Extracted text: Begin

Digital technologies such as the Internet of things (IoT), virtual care, remote monitoring, artificial intelligence (AI), big data analytics, blockchain, smart wearables, tools enabling data exchange and storage, and tools enabling remote data capture and the exchange of data and sharing of relevant information across the health ecosystem creating a continuum of care have proven potential to enhance health outcomes by improving medical diagnosis, data-based treatment decisions, digital therapeutics, self-management of care and person-centred care as well as creating more evidence-based knowledge, skills and competence for professionals to support health care.

Digital health should be an integral part of health priorities and benefit people in a way that is ethical, safe, secure, reliable, equitable, and sustainable. It should be developed with principles of transparency, accessibility, scalability, replicability, interoperability, privacy, security, and confidentiality.

Governments around the world are increasingly promoting the use of preventive healthcare as the first step in a quality healthcare infrastructure. Technology can make preventive healthcare more penetrative and play a major role in helping bring it to the end-user.

Lately, the coming together of two worlds, the ‘physical’ and the ‘digital’ – ‘Phygital’, and their convergence is giving a powerful new boost to innovation. The blending of the physical (mechanical, electrical, biological, and chemical innovations) and digital world (early detection, artificial intelligence, and so on). The phygital model will transform both – the way we manage our health and our healthcare system interactions. Early detection and diagnostics will become part of everyday life; there will be a greater choice of therapy, and digital monitoring and coaching will change chronic care.

Furthermore, the ‘phygital’ model is well-positioned to transform the way healthcare service is delivered as well as revolutionize patients’ treatment journey. The way the ‘phygital’ model is unfolding, gives a transparent picture that how it is going to have a huge impact on the future of delivering a great patient experience.

The ‘phygital’ model has now revitalized the healthcare industry, which was once touted to be a foot-dragger in the adoption of digital technology. Earlier, the lack of access to healthcare refrained millions of patients living in remote rural areas of the country from receiving primary healthcare services, but the innovative ‘phygital’ model has harboured the possibility to reach the ‘so considered’ unreachable at the bottom of the pyramid.

Imagine, how the ‘phygital’ model can further accelerate care in the already revolutionized digital health era and extends its reach beyond speculation post-pandemic! How the adoption of telemedicine has served the people in remote areas! Now patients can consult doctors using their electronic devices and share self-screened vitals without appearing physically before doctors but connecting virtually hassle-free. It will further bridge distance and remoteness by creating equilibrium with physical care.

As preventive health has paramount to achieving holistic wellness. And regular health screenings are important to avoid future health problems or catch them early when they are easier to treat. But the traditional method of screening is cumbersome, costly and inaccessible to the lowest stratum of society. However, the ‘phygital’ module of health vitals screening through a zero assistance portable health kiosk is quite promising towards optimising the reach and accessibility in the remotest of India. It can be deployed in any hard to reach area and solve primary care access problems of 90% of rural India, which in turn can help prioritise the need for 10% of chronically-ill patients. It is scalable to cover all 600k+ villages in record time with a distributed clinical team of a few experts.

Such technology-driven kiosks eliminate wait times, unnecessary travel, and the inconvenience of leaving one’s home. And, in Covid times such technology has come as a boon. With lots of viable user-friendly features, the evolving ‘phygital’ model seems to emerge as a promising bond for preventive healthcare in a country like India.

But the bigger question is how this promising and innovative technological model of healthcare will reach the aam aadmi of Bharat.

Extracted text: End
Dataset excerpts: Begin

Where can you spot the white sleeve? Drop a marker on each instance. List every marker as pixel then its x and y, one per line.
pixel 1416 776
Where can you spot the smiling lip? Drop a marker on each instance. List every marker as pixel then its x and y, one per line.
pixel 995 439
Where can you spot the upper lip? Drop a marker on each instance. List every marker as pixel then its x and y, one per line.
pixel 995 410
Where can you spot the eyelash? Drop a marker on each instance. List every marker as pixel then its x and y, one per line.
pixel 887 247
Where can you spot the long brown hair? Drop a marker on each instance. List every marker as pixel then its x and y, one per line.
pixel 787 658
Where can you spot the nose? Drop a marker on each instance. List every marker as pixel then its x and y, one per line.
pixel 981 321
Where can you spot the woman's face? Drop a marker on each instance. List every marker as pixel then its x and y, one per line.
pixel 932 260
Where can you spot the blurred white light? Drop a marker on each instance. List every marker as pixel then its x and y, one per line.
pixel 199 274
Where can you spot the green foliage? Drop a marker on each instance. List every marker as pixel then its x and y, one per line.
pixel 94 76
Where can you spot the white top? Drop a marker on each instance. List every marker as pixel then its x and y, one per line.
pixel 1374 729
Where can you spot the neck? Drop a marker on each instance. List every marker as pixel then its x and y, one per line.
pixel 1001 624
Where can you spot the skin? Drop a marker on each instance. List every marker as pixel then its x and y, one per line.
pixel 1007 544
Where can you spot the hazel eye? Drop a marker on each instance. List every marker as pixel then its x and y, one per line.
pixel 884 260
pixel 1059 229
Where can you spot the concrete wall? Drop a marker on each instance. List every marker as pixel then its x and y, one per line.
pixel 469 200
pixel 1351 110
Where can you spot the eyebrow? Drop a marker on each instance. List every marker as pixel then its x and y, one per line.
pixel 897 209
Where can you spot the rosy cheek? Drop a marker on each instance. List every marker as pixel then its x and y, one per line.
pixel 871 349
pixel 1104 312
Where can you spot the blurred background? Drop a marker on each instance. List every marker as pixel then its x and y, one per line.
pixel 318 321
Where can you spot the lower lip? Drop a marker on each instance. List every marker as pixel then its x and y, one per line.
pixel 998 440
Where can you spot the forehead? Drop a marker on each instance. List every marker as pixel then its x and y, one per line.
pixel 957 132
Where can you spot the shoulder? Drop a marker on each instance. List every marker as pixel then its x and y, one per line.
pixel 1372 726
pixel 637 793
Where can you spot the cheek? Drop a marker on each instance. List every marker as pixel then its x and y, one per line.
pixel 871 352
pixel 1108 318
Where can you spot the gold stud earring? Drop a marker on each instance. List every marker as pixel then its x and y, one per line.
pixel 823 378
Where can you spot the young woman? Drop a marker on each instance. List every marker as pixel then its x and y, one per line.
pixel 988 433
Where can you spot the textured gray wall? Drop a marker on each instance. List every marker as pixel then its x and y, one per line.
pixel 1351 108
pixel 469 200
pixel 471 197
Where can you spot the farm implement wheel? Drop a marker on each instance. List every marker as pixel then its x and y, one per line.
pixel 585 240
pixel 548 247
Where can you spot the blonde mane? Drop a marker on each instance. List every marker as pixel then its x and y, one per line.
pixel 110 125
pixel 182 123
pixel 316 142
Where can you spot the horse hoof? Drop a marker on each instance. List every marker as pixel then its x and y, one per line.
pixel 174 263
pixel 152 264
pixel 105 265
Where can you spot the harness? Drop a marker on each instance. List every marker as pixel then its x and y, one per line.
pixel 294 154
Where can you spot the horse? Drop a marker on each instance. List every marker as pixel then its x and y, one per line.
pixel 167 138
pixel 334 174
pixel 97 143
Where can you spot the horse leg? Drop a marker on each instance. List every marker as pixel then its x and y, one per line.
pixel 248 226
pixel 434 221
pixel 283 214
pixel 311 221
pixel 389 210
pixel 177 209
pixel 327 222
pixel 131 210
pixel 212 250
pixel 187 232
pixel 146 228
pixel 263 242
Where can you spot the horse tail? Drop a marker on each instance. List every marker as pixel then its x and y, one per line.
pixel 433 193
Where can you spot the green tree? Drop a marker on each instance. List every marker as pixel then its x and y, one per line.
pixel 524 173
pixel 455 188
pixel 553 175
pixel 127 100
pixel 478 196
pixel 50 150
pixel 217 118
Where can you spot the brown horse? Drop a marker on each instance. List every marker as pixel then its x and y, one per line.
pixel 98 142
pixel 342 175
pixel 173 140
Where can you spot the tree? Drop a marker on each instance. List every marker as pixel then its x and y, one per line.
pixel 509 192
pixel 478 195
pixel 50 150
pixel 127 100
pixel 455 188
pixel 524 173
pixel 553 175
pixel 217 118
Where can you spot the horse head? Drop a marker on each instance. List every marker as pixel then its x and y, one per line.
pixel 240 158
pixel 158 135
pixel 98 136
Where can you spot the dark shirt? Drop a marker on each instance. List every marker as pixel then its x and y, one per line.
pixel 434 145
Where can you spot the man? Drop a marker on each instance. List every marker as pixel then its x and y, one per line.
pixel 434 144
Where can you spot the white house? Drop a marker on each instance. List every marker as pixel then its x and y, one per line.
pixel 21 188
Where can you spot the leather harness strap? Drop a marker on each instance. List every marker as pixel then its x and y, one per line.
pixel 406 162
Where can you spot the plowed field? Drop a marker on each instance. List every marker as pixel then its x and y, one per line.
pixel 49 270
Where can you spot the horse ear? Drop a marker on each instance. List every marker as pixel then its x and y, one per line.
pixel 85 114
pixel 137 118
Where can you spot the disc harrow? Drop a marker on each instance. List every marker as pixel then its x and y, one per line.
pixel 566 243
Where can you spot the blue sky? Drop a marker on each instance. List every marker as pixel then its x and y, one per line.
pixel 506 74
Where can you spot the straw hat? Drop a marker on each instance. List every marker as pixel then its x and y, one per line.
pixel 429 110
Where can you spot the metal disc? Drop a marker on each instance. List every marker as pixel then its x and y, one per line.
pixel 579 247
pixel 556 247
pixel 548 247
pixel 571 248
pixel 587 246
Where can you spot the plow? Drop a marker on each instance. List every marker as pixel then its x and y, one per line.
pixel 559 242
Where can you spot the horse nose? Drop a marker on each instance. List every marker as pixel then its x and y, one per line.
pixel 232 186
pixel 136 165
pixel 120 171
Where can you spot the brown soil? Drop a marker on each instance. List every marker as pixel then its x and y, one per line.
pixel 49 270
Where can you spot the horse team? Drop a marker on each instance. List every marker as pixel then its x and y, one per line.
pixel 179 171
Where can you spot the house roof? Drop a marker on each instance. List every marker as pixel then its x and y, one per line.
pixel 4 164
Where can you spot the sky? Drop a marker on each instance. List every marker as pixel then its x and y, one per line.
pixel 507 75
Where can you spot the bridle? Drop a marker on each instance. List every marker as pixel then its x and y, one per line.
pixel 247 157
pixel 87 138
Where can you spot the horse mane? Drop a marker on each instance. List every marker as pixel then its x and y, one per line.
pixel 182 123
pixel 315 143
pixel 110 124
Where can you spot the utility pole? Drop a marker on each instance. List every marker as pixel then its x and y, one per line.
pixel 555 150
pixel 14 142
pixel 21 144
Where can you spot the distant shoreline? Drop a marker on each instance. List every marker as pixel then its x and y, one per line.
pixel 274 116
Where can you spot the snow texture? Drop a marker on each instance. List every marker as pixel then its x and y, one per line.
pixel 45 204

Dataset excerpts: End

- **Questions to answer**
1. In the phygital healthcare text, how many villages could the portable health kiosk model be scaled to cover?
2. Using the phygital healthcare text, explain why it calls the zero assistance portable health kiosk promising compared with the traditional method of screening.

- **Answers**
1. All 600k+ villages, in record time, with a distributed clinical team of a few experts.

2. The traditional method of screening is cumbersome, costly and inaccessible to the lowest stratum of society. The kiosk can be deployed in any hard-to-reach area to improve reach and accessibility in the remotest parts of India. It also eliminates wait times, unnecessary travel and the inconvenience of leaving one's home.